- _ARBEITSDATEN_:
-=-=-=-=-

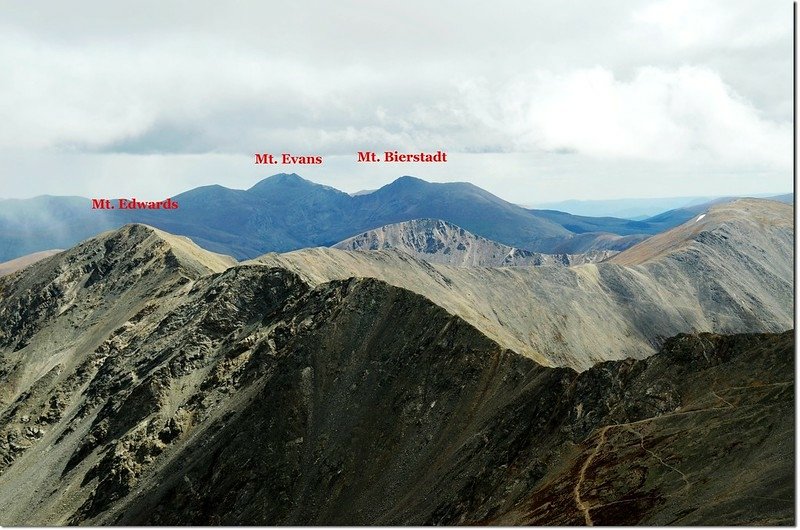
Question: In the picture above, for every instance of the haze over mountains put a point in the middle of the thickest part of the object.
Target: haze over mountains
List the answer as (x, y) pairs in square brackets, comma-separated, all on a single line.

-=-=-=-=-

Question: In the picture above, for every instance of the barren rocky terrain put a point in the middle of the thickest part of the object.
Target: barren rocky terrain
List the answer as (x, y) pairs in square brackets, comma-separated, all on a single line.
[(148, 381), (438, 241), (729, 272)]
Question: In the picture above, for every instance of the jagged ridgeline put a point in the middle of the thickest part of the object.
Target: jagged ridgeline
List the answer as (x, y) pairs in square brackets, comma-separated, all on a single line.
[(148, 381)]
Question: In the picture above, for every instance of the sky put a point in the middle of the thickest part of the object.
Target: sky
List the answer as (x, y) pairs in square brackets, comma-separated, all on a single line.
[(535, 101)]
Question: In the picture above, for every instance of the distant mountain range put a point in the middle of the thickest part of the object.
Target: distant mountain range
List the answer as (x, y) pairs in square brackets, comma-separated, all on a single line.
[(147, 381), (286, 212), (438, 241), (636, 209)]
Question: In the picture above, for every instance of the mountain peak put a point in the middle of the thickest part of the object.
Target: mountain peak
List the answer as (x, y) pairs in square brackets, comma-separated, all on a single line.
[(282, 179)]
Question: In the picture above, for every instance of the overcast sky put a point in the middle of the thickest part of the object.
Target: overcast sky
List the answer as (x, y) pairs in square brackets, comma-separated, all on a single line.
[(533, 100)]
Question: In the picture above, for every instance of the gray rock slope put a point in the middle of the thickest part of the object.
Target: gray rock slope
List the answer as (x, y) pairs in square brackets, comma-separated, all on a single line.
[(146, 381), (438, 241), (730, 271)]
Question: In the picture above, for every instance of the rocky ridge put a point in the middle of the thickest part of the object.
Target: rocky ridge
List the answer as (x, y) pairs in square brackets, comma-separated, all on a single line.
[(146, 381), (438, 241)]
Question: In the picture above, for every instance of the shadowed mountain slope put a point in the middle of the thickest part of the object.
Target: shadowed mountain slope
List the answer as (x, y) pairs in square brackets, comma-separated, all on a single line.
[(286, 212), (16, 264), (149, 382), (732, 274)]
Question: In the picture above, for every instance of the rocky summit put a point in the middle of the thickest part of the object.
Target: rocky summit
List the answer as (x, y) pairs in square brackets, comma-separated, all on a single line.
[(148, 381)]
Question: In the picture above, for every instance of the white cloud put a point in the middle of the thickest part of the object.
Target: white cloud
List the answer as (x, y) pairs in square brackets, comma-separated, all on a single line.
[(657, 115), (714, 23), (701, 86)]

-=-=-=-=-

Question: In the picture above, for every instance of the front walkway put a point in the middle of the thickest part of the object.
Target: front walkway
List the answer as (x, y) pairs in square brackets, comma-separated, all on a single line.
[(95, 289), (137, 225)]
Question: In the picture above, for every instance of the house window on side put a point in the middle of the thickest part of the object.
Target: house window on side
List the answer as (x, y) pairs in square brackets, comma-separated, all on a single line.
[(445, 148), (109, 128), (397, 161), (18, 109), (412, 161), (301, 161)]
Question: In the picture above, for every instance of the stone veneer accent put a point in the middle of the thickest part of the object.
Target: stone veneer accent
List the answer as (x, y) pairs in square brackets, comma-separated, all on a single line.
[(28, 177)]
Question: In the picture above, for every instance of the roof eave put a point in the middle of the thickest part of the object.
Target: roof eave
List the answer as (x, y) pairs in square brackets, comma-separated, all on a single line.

-=-=-=-=-

- _AUFGABE_:
Wandle die Zeilen von der Zeile mit „Question: In the picture above, for every instance of the jagged“ bis einschließlich der Zeile mit „[(146, 381), (438, 241)]“ in eine nummerierte Liste um. Leerzeilen lässt du dabei weg.

- _ANTWORT_:
1. Question: In the picture above, for every instance of the jagged ridgeline put a point in the middle of the thickest part of the object.
2. Target: jagged ridgeline
3. List the answer as (x, y) pairs in square brackets, comma-separated, all on a single line.
4. [(148, 381)]
5. Question: In the picture above, for every instance of the sky put a point in the middle of the thickest part of the object.
6. Target: sky
7. List the answer as (x, y) pairs in square brackets, comma-separated, all on a single line.
8. [(535, 101)]
9. Question: In the picture above, for every instance of the distant mountain range put a point in the middle of the thickest part of the object.
10. Target: distant mountain range
11. List the answer as (x, y) pairs in square brackets, comma-separated, all on a single line.
12. [(147, 381), (286, 212), (438, 241), (636, 209)]
13. Question: In the picture above, for every instance of the mountain peak put a point in the middle of the thickest part of the object.
14. Target: mountain peak
15. List the answer as (x, y) pairs in square brackets, comma-separated, all on a single line.
16. [(282, 179)]
17. Question: In the picture above, for every instance of the overcast sky put a point in the middle of the thickest part of the object.
18. Target: overcast sky
19. List the answer as (x, y) pairs in square brackets, comma-separated, all on a single line.
20. [(533, 100)]
21. Question: In the picture above, for every instance of the gray rock slope put a point in the middle of the thickest part of the object.
22. Target: gray rock slope
23. List the answer as (x, y) pairs in square brackets, comma-separated, all on a single line.
24. [(146, 381), (438, 241), (730, 271)]
25. Question: In the picture above, for every instance of the rocky ridge put a point in the middle of the thickest part of the object.
26. Target: rocky ridge
27. List the answer as (x, y) pairs in square brackets, comma-separated, all on a single line.
28. [(146, 381), (438, 241)]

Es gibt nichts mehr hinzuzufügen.